* [MATERIAL PROVIDED]
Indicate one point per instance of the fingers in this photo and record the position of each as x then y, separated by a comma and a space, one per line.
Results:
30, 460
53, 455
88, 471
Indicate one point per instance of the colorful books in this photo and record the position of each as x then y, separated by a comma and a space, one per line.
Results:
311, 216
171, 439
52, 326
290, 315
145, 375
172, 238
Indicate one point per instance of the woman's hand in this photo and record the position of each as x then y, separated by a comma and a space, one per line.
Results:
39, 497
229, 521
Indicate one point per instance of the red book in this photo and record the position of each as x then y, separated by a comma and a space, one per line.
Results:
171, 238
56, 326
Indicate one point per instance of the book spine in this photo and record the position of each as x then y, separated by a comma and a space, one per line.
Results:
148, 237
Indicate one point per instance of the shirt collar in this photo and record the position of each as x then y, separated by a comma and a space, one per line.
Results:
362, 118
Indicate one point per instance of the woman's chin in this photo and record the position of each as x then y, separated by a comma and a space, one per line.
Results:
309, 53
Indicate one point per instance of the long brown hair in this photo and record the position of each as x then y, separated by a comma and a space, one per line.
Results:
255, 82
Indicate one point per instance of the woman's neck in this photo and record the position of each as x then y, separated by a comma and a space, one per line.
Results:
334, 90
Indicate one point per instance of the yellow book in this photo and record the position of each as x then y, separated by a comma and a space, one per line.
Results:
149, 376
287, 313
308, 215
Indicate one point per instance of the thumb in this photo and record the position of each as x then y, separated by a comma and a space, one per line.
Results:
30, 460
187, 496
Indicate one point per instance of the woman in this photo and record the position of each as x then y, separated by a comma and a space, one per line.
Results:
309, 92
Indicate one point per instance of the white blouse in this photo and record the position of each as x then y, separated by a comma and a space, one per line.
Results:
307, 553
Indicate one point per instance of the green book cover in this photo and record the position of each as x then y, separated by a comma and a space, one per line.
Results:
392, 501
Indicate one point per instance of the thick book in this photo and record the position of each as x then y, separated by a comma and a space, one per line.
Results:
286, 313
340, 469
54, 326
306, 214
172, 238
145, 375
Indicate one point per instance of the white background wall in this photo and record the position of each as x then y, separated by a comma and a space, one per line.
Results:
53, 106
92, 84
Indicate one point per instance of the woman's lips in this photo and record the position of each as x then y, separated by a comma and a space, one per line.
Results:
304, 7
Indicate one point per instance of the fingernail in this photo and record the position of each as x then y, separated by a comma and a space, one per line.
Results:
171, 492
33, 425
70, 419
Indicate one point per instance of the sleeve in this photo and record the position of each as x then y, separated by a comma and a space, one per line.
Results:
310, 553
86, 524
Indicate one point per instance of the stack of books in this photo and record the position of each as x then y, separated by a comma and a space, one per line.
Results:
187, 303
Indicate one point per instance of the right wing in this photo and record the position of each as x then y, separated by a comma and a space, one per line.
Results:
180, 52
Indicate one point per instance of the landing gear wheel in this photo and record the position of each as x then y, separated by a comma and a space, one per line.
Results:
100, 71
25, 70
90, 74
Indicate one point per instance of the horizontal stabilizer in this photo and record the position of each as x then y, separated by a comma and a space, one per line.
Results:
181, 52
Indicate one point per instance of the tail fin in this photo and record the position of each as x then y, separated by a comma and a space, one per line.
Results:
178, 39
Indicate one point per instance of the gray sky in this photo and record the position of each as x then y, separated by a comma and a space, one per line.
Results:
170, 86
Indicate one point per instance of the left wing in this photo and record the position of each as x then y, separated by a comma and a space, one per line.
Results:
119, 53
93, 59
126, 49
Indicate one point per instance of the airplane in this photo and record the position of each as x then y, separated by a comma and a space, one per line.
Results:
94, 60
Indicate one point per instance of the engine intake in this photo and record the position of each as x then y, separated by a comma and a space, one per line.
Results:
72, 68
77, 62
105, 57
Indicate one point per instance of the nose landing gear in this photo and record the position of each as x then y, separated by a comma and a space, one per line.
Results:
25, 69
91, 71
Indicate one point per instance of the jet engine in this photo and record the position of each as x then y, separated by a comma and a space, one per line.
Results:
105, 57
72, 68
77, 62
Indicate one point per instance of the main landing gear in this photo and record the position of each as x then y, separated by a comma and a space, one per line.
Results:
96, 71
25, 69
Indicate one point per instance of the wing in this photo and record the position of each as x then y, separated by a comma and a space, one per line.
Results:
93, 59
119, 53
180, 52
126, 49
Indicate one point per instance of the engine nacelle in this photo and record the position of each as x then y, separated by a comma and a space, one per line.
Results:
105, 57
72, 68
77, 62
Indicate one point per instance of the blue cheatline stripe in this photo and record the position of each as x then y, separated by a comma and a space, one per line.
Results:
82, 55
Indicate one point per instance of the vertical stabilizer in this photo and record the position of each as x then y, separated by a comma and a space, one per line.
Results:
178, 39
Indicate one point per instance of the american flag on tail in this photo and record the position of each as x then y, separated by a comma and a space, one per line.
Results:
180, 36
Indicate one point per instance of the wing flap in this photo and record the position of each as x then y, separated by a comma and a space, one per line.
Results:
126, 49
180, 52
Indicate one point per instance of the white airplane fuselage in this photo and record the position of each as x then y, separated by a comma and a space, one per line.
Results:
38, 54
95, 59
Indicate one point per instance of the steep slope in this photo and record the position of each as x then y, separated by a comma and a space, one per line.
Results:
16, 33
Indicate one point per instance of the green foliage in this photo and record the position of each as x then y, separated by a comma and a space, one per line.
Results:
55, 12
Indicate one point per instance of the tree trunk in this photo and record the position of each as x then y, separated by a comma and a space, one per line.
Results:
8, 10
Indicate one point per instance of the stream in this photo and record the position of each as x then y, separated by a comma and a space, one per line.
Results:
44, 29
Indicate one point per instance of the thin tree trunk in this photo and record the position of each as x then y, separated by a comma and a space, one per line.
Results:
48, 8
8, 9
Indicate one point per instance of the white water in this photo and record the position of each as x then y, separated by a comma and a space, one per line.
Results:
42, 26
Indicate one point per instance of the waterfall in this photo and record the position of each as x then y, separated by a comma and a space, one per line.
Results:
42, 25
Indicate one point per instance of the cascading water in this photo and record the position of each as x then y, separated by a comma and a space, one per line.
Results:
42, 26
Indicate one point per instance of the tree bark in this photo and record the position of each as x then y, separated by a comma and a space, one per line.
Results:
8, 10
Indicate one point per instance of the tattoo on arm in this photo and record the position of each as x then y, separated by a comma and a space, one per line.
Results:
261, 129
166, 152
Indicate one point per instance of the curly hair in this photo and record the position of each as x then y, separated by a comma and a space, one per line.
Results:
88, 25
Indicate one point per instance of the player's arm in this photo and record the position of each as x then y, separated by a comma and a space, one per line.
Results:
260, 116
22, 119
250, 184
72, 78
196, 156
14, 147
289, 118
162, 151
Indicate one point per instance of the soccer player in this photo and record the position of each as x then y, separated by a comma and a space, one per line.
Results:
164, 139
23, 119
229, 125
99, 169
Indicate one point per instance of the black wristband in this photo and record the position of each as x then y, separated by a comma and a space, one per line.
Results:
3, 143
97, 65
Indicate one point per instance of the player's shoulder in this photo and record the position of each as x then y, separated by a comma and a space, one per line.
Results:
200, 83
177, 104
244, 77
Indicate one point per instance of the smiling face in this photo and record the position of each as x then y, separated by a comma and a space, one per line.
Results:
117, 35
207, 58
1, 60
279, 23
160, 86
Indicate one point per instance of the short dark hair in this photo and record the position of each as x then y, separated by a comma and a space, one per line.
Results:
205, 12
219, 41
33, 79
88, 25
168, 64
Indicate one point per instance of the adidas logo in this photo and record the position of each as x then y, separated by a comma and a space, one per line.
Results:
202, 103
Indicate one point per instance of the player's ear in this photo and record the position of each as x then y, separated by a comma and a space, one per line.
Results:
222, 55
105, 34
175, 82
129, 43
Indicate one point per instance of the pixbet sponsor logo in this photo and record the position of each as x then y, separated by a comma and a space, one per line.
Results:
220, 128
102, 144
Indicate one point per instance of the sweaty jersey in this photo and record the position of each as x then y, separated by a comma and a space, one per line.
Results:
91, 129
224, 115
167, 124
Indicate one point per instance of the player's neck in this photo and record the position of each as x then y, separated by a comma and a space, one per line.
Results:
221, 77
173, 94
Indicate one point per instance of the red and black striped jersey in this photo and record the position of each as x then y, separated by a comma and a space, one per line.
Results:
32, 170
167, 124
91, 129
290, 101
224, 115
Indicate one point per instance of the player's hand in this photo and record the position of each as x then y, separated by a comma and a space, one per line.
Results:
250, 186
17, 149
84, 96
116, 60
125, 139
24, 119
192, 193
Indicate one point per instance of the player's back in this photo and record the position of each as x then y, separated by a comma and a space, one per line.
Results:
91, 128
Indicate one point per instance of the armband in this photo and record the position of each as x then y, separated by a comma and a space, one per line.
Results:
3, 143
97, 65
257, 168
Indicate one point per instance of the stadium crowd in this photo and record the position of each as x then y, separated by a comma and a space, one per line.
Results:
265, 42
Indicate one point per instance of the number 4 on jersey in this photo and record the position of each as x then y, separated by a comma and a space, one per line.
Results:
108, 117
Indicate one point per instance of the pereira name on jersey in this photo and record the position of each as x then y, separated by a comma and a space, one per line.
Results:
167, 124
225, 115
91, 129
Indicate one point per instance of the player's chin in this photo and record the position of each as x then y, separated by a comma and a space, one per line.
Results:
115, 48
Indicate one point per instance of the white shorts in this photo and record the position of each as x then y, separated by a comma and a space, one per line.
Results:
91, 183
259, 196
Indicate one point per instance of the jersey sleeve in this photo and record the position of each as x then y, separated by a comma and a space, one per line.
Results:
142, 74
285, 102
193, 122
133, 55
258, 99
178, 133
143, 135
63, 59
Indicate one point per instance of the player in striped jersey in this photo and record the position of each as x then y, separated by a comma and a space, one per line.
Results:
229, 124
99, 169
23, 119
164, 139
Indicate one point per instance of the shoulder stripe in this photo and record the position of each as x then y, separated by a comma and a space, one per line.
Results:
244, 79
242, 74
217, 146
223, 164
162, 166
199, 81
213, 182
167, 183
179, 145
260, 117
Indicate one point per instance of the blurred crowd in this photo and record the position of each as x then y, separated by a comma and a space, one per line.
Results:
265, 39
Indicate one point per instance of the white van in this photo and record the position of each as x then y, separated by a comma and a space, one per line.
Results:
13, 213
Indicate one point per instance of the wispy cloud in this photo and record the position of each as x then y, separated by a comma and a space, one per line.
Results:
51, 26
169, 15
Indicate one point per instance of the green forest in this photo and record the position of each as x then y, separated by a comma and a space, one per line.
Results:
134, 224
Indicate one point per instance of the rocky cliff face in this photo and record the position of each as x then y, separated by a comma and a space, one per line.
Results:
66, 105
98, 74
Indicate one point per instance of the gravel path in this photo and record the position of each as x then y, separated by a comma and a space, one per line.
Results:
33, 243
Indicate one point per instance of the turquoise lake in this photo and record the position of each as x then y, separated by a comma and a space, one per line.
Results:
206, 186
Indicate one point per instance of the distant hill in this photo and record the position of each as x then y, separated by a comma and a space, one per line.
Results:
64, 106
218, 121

* [WRITTEN TASK] Each line from the one with "Indicate one point per instance of the blurred" through the last line of the records must be written out word for word. Include nothing else.

* [OUTPUT FOR THIS TASK]
Indicate one point per instance of the blurred crowd in this photo and record the position of each as x then y, separated by a comma and a space, one per line.
Results:
265, 39
Indicate one point per instance of the white van in this photo and record the position of each as x then y, separated by a comma and a space, one per line.
Results:
13, 213
Indicate one point per instance of the wispy cloud in this photo and record the position of each as x then y, separated by a comma and a space, one per line.
Results:
51, 26
169, 15
Indicate one point per instance of the green forest in this photo and record the position of each as x then y, separated by a comma and a space, one per line.
Results:
134, 224
Indicate one point per instance of the rocky cliff face in this photo and record the position of each as x then y, separated by a comma and a space, one per line.
Results:
66, 105
98, 74
Indicate one point per instance of the gravel path in this photo and record the position of each as x then y, separated by a comma and a space, one per line.
Results:
33, 243
Indicate one point per instance of the turquoise lake in this photo and record the position of each as x then y, separated by a comma and a space, one per line.
Results:
206, 186
Indicate one point per instance of the distant hill in this photo and record the position of each as x then y, separated by a comma and a space, one per line.
Results:
64, 106
218, 121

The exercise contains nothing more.